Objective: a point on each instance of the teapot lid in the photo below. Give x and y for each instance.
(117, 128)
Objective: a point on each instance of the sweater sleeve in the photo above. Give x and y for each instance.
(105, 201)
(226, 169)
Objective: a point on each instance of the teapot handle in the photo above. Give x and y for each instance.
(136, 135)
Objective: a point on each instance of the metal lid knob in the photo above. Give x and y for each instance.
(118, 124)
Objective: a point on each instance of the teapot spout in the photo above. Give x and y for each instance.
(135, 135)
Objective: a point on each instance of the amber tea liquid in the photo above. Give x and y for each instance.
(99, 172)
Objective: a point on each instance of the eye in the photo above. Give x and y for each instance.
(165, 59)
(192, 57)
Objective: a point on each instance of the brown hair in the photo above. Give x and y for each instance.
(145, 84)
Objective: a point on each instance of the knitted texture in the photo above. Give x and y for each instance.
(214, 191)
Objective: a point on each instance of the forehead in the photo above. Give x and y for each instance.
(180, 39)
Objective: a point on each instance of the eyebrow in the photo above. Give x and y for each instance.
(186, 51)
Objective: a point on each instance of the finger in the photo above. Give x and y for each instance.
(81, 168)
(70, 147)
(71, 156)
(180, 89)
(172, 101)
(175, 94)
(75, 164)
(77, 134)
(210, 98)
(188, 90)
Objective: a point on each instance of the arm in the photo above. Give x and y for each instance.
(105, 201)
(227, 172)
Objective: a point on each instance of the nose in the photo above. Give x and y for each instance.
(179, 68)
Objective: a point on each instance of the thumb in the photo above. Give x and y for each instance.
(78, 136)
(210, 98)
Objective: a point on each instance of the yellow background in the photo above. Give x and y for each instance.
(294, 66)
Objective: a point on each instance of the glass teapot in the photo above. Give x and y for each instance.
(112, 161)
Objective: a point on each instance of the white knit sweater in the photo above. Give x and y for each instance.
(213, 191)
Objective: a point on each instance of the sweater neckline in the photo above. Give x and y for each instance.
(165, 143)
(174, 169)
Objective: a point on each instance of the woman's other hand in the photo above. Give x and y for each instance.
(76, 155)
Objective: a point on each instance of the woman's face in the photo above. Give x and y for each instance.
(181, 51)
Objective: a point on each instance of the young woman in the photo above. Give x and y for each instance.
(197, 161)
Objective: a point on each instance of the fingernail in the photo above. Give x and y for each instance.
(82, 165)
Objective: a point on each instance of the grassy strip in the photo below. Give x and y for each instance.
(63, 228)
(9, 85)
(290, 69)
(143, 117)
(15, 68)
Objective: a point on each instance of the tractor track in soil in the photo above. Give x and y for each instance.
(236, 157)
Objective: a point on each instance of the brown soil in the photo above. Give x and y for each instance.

#### TASK DIRECTIONS
Repeat the records above exactly.

#### EXERCISE OUTPUT
Objective: a point on each instance of the teapot lid in the photo below. Give x and y for each instance.
(117, 128)
Objective: a point on each instance of the sweater sleeve in the photo above. Give x and y for each instance.
(105, 201)
(226, 169)
Objective: a point on each instance of the teapot handle in the photo above. Give x and y for each instance.
(136, 135)
Objective: a point on each instance of the metal lid knob in the photo above. Give x and y for each instance.
(118, 124)
Objective: a point on each instance of the teapot spout in the photo above. Give x and y for each instance.
(135, 135)
Objective: a point on each instance of the amber tea liquid in the photo above. Give x and y for each instance.
(99, 172)
Objective: a point on each instance of the eye in the photo above. Give x and y for each instance.
(165, 59)
(192, 57)
Objective: a point on each instance of the brown hair in the photo above. Give x and y for each instance.
(145, 84)
Objective: a point on each instance of the knitted texture in the photo above. Give x and y for each instance.
(214, 191)
Objective: a point on each instance of the forehead in the photo above. Give x and y for each instance.
(180, 39)
Objective: a point on each instance of the eyebrow in the photo above. Give x and y for each instance.
(186, 51)
Objective: a point on each instance of the finger in the photo above. Give x and y for each instance.
(81, 168)
(70, 147)
(71, 156)
(180, 89)
(172, 101)
(175, 94)
(75, 164)
(77, 134)
(210, 98)
(188, 90)
Objective: a point on each instance of the arm in the photo above. Give x and y for each instance.
(105, 201)
(227, 172)
Objective: a point on each instance of the nose in the photo above. Give x and y for each instance.
(179, 68)
Objective: a point on each instance of the thumb in the photo above. Give x and y for each instance.
(78, 136)
(210, 98)
Objective: a point on each instance of the yellow background in the photo above. Give x and y for each instance.
(294, 66)
Objective: a point on each instance of the glass teapot in the photo above. Give x and y for each instance.
(112, 161)
Objective: a point on each instance of the white knit sweater in the photo above. Give x and y for each instance.
(213, 191)
Objective: a point on each instance of the sweater neckline in the photo above. Give x and y for each instance.
(165, 143)
(174, 169)
Objective: a point on each instance of the woman's other hand in the photo above. Give x and y for each instance.
(76, 155)
Objective: a point on each instance of the woman's face in the photo above. Give x and y for each instance.
(181, 51)
Objective: a point on each instance of the young woman in the photo above. Give x and y for each instance.
(197, 161)
Objective: a point on each instance of the fingernail in the photo above. Give x and y for each instance.
(82, 165)
Objective: a point on each instance of the grassy strip in the photo below. Give x and y for each instance.
(63, 228)
(9, 85)
(290, 69)
(143, 117)
(15, 68)
Objective: a point on each instance of the tractor track in soil in the photo above. Give x and y for each instance.
(236, 157)
Objective: a point on each instance of the brown soil in the photo above. Give x and y for each instance.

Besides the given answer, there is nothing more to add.